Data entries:
- - -

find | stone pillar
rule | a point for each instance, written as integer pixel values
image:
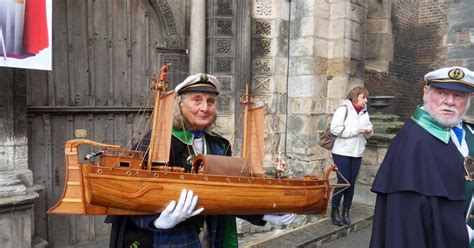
(16, 180)
(385, 128)
(197, 43)
(379, 36)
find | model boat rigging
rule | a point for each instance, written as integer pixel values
(129, 182)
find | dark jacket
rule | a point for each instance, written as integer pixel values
(129, 229)
(420, 193)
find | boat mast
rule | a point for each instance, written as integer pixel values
(245, 100)
(162, 119)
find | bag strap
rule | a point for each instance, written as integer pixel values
(344, 126)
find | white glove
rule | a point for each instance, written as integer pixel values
(470, 232)
(172, 215)
(278, 219)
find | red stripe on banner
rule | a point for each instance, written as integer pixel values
(35, 33)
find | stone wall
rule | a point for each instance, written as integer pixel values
(401, 79)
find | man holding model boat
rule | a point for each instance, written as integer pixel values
(180, 224)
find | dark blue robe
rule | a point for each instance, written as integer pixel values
(420, 193)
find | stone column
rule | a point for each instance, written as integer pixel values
(385, 128)
(197, 43)
(16, 180)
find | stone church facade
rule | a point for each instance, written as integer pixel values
(299, 57)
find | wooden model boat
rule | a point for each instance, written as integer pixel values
(121, 183)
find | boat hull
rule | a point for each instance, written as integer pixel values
(152, 192)
(119, 185)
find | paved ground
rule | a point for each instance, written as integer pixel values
(359, 239)
(322, 233)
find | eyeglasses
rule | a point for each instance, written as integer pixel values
(469, 168)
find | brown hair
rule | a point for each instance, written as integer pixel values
(355, 92)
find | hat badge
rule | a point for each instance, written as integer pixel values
(456, 74)
(204, 78)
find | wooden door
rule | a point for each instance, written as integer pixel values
(104, 56)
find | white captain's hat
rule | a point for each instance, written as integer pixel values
(200, 82)
(452, 78)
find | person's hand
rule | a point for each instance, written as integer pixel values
(279, 219)
(470, 232)
(364, 130)
(177, 213)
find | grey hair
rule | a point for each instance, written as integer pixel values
(178, 119)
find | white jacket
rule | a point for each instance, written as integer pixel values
(351, 143)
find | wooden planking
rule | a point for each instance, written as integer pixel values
(139, 79)
(60, 56)
(77, 42)
(101, 52)
(120, 51)
(85, 228)
(42, 173)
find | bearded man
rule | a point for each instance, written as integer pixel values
(422, 183)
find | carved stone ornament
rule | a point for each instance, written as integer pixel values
(223, 65)
(263, 28)
(224, 27)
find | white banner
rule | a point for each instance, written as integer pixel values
(25, 34)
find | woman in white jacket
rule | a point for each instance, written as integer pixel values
(353, 131)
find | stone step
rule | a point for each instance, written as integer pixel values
(314, 234)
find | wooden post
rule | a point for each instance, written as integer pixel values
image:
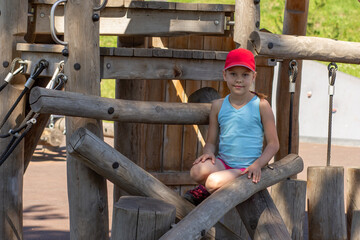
(81, 105)
(261, 218)
(325, 199)
(137, 218)
(353, 203)
(210, 211)
(289, 197)
(247, 19)
(87, 190)
(108, 162)
(13, 22)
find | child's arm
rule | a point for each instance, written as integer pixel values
(213, 131)
(272, 142)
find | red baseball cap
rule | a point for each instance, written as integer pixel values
(240, 57)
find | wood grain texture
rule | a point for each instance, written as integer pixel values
(137, 218)
(13, 25)
(80, 105)
(102, 158)
(325, 197)
(353, 204)
(87, 192)
(210, 211)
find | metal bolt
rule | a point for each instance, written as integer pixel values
(96, 17)
(115, 165)
(111, 110)
(77, 66)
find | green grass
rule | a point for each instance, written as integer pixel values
(332, 19)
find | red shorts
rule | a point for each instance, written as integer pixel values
(228, 167)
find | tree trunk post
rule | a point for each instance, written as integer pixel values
(353, 203)
(137, 218)
(87, 190)
(13, 22)
(326, 210)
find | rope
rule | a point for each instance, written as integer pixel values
(332, 68)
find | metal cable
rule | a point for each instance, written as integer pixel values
(332, 67)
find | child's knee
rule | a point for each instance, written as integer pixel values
(213, 182)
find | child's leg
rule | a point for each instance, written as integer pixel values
(200, 171)
(218, 179)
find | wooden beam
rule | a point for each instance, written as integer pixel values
(79, 105)
(108, 162)
(301, 47)
(87, 191)
(143, 18)
(247, 20)
(210, 211)
(13, 23)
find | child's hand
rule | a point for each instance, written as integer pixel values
(204, 157)
(254, 171)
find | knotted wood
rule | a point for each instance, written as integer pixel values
(106, 161)
(80, 105)
(137, 218)
(214, 207)
(308, 48)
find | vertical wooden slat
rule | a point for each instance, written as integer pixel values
(13, 18)
(87, 190)
(295, 19)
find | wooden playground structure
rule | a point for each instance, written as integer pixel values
(166, 52)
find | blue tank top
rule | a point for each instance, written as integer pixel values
(241, 133)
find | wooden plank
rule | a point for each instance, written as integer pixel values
(162, 68)
(105, 160)
(210, 211)
(325, 198)
(12, 24)
(353, 203)
(88, 106)
(137, 21)
(84, 185)
(247, 19)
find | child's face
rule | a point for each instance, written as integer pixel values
(239, 79)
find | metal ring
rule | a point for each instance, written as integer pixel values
(101, 7)
(52, 23)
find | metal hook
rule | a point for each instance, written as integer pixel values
(52, 23)
(101, 7)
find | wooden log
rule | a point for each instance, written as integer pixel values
(108, 162)
(295, 19)
(210, 211)
(138, 218)
(79, 105)
(261, 217)
(289, 197)
(13, 22)
(325, 197)
(247, 19)
(355, 225)
(353, 203)
(305, 48)
(87, 191)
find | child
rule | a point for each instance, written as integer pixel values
(241, 118)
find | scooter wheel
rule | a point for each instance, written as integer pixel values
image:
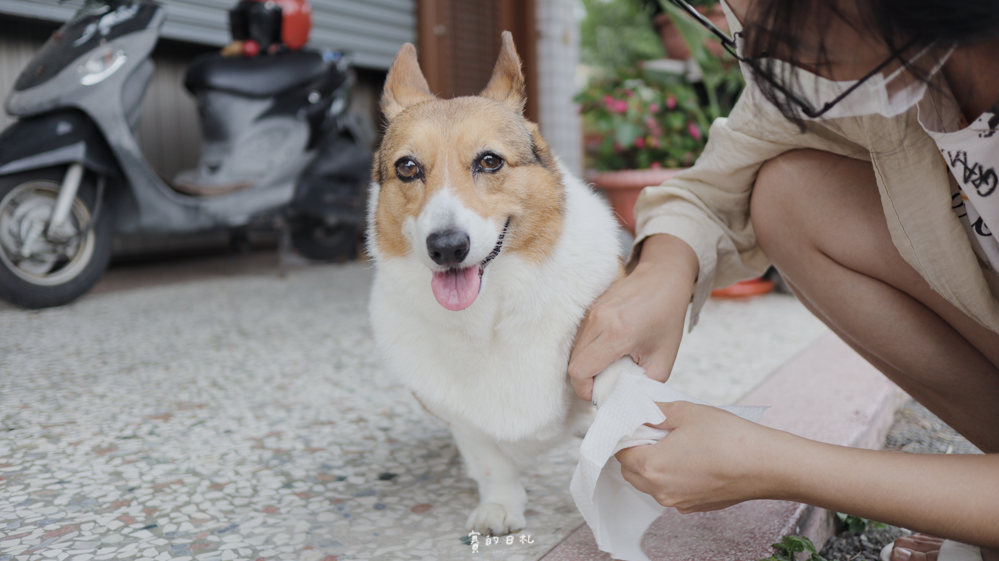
(321, 242)
(39, 271)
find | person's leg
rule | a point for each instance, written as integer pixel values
(819, 218)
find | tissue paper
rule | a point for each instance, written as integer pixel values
(617, 513)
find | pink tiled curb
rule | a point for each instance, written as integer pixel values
(827, 393)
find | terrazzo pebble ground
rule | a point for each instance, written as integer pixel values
(251, 418)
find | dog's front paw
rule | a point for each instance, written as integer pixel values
(496, 519)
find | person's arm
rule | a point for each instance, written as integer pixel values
(640, 315)
(712, 459)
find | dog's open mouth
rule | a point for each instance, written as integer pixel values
(456, 289)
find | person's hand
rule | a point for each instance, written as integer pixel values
(640, 315)
(711, 459)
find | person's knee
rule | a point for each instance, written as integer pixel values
(778, 206)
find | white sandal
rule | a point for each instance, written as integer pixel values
(949, 551)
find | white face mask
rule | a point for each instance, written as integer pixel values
(888, 96)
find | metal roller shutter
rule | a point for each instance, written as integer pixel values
(372, 29)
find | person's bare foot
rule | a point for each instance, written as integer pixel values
(922, 547)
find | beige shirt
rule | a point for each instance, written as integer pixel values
(707, 205)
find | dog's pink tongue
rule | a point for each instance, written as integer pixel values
(456, 289)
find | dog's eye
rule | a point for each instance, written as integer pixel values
(407, 169)
(489, 163)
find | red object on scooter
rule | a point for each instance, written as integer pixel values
(272, 22)
(250, 48)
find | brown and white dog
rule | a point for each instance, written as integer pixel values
(488, 253)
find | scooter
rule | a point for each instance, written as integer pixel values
(279, 148)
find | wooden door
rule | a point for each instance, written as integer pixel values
(459, 41)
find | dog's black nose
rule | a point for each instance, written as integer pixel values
(447, 247)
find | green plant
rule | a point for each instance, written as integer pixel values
(642, 120)
(617, 34)
(790, 545)
(722, 76)
(857, 525)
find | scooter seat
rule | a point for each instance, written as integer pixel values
(263, 76)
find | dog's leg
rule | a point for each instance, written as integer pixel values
(501, 496)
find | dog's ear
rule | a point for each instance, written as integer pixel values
(405, 84)
(507, 84)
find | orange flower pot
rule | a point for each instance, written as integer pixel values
(742, 289)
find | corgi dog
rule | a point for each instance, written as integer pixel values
(487, 254)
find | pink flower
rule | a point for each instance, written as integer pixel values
(694, 131)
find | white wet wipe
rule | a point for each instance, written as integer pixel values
(617, 513)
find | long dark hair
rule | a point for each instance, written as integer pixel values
(904, 26)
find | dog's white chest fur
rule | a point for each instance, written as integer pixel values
(500, 365)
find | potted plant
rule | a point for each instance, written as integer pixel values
(640, 129)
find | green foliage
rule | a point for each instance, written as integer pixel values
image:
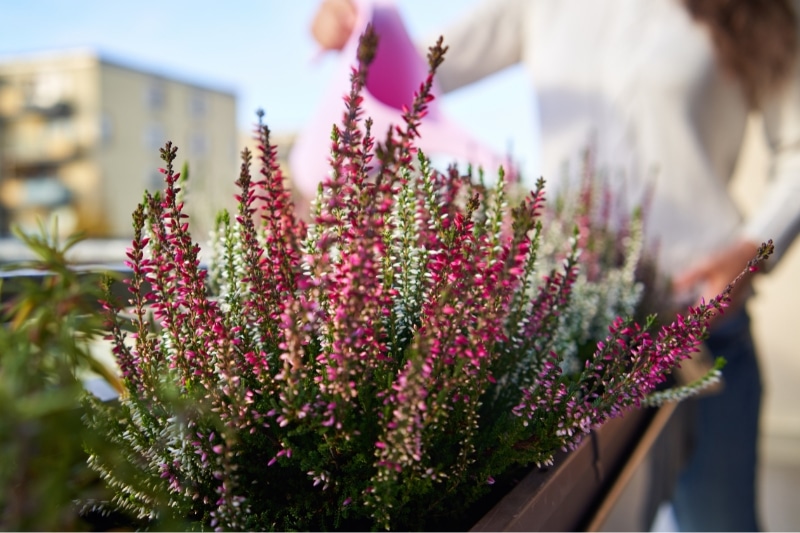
(46, 322)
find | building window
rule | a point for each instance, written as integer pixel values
(199, 143)
(154, 136)
(106, 129)
(198, 104)
(156, 95)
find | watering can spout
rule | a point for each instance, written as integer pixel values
(394, 76)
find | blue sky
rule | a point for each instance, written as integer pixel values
(259, 49)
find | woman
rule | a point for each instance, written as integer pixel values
(661, 91)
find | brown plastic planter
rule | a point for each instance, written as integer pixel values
(591, 487)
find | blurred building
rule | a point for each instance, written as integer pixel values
(80, 138)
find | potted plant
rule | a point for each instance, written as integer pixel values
(380, 368)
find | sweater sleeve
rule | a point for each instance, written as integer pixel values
(778, 217)
(484, 41)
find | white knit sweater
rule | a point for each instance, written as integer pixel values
(637, 81)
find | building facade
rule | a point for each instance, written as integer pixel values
(80, 138)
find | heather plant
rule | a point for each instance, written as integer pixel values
(376, 369)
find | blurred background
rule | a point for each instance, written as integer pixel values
(89, 90)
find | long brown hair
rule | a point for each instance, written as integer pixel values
(755, 40)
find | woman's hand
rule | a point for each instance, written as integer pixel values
(711, 276)
(333, 23)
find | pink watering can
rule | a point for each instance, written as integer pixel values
(394, 76)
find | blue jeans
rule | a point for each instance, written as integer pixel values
(716, 490)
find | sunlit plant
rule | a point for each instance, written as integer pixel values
(376, 369)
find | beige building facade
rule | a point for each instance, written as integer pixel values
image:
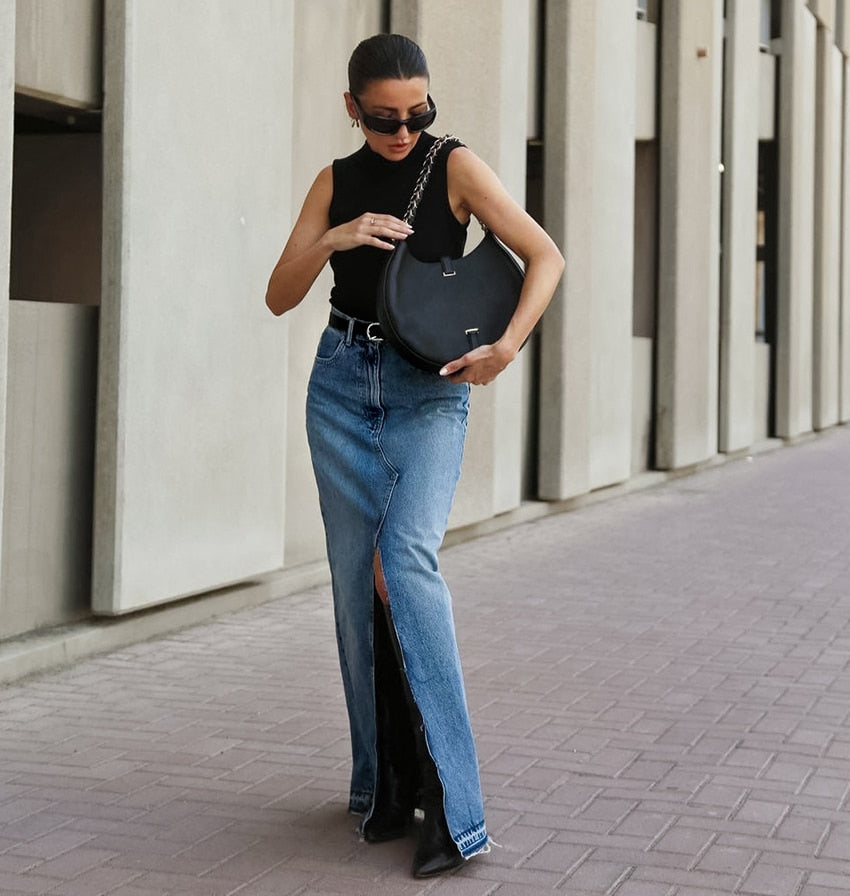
(690, 159)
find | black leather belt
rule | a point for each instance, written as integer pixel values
(371, 331)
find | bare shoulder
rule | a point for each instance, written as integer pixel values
(324, 182)
(464, 163)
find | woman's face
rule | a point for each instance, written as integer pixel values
(392, 98)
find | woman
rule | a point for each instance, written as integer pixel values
(386, 440)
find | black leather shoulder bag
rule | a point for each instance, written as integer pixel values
(435, 312)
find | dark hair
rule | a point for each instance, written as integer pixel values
(385, 56)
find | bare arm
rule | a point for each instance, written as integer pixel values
(313, 241)
(474, 189)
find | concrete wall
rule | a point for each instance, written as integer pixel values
(7, 84)
(589, 171)
(827, 232)
(740, 187)
(686, 405)
(192, 404)
(844, 375)
(796, 221)
(49, 469)
(58, 51)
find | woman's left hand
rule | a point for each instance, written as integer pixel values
(480, 366)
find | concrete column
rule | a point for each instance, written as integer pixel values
(586, 389)
(482, 97)
(7, 132)
(688, 292)
(740, 200)
(844, 314)
(192, 393)
(827, 231)
(795, 271)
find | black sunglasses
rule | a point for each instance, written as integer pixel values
(389, 126)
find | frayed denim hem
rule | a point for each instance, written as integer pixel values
(359, 803)
(473, 842)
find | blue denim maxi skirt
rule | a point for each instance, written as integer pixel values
(386, 440)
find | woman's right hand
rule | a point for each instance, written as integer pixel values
(313, 241)
(369, 229)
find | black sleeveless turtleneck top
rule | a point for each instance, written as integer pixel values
(367, 182)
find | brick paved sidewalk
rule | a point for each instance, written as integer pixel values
(659, 685)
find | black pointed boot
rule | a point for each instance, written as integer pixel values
(436, 851)
(398, 773)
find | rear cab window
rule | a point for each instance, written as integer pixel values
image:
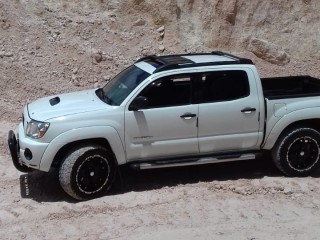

- - -

▶ [ACTION ITEM]: Can the lines from the start of the records through the line with "find | boat hull" be given again exactly, with the pictures left out?

▶ [ANSWER FOR THIS EXERCISE]:
find | stone pillar
rule | a point for each instance, written as integer pixel values
image:
(16, 180)
(385, 128)
(197, 43)
(379, 36)
find | model boat rigging
rule | a point for each instance, written as integer pixel values
(129, 182)
find | dark jacket
rule | a point for each instance, written as integer pixel values
(129, 229)
(420, 193)
find | boat mast
rule | a point for each instance, written as integer pixel values
(245, 100)
(162, 119)
find | bag strap
rule | a point for each instance, written as integer pixel values
(344, 126)
find | white glove
rule | a point for each instance, written as integer pixel values
(470, 232)
(172, 215)
(278, 219)
find | red stripe on banner
rule | a point for each instance, written as integer pixel values
(35, 33)
find | stone wall
rule | a point for each instance, written as integer pixel values
(401, 79)
find | man holding model boat
rule | a point for each instance, written as integer pixel values
(180, 224)
find | dark blue robe
rule | a point for each instance, written as integer pixel values
(420, 193)
find | stone column
rule | a point for each instance, written as integer pixel values
(385, 128)
(197, 43)
(16, 180)
find | stone church facade
rule | a point for each instance, written as integer pixel values
(299, 57)
find | wooden model boat
rule | a point for each instance, written as integer pixel values
(121, 183)
find | boat hull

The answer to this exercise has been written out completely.